%%

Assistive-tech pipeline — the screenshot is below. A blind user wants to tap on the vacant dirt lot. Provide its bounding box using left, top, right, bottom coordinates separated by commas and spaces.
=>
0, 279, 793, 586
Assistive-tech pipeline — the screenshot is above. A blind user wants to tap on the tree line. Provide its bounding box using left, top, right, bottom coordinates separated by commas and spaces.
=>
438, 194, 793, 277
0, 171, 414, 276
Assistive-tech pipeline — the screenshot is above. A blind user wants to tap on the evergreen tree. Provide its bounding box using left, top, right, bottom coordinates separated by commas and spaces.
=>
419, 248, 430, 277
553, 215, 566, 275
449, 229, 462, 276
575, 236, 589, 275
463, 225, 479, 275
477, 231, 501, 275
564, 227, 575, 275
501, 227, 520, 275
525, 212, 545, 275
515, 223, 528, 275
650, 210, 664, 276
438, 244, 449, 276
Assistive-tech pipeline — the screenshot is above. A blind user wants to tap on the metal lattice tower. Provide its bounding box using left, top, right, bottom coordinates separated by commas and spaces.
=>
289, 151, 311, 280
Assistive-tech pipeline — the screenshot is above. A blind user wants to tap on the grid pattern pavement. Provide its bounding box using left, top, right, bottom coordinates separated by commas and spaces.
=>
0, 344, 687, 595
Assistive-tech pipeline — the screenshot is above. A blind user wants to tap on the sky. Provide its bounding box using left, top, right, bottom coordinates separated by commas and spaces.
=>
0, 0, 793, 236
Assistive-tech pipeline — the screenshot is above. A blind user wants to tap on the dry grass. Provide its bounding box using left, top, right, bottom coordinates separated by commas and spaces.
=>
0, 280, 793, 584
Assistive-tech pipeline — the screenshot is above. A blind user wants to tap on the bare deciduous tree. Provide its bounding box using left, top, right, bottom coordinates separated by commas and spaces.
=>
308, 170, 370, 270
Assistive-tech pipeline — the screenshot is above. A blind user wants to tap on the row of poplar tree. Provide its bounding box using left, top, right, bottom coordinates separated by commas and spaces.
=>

%%

Can you reproduce every one of the records above word for word, with no changes?

Assistive-tech pipeline — the screenshot is below. A blind user wants to tap on the vacant dirt lot. Provide its bounding box using left, top, right, bottom coordinates separated by commas and spaces.
=>
0, 279, 793, 586
Assistive-tech pipeline — the screenshot is above. A blind user wants to tap on the tree line. Provide its bounding box using left, top, right, bottom coordinates separated by commas and spaces.
=>
438, 194, 793, 277
0, 171, 414, 276
Assistive-tech pipeline — the screenshot is above. A blind user wants to tap on the evergreen tree. Provide its bounding box using left, top, right, bottom coordinates separated by commas and spaces.
=>
419, 248, 430, 277
553, 215, 566, 275
449, 229, 462, 276
575, 236, 589, 275
463, 225, 479, 275
477, 231, 501, 275
564, 227, 575, 275
501, 227, 520, 275
525, 212, 545, 275
515, 223, 528, 275
650, 210, 664, 276
438, 244, 449, 276
Assistive-tech pipeline — the screenshot is above. A blind user wants to tap on the metal lattice tower. Provide its bounding box using left, top, right, bottom coordinates separated by commas and spaces.
=>
289, 151, 311, 280
Assistive-tech pipeline — the screenshot is above. A blind user wants to tap on the grid pattern pavement. Provide its bounding box using left, top, right, bottom coordinates separated by commas and spaces.
=>
0, 344, 687, 595
Assistive-tech pipeline — the screenshot is above. A blind user wants to tap on the sky. Provide its bounding box using left, top, right, bottom coordinates separated by commas and spaces.
=>
0, 0, 793, 236
Assistive-tech pipeline — the screenshot is above. A blind user wants to tap on the dry grass. Provide its bounding box using left, top, right, bottom coordinates separated by commas and spaces.
=>
0, 280, 793, 584
Assistive-tech pipeline — the screenshot is above. A blind user wants to tap on the bare deciduous tree. Provide its bounding box using left, top, right, bottom coordinates separated by commas and spaces.
=>
308, 170, 370, 270
Assistive-tech pipeline — the screenshot is above. A blind user wants to tap on the row of poplar tree. Provide its bounding box using left, top, right, bottom coordinates separated by commas and spaces.
=>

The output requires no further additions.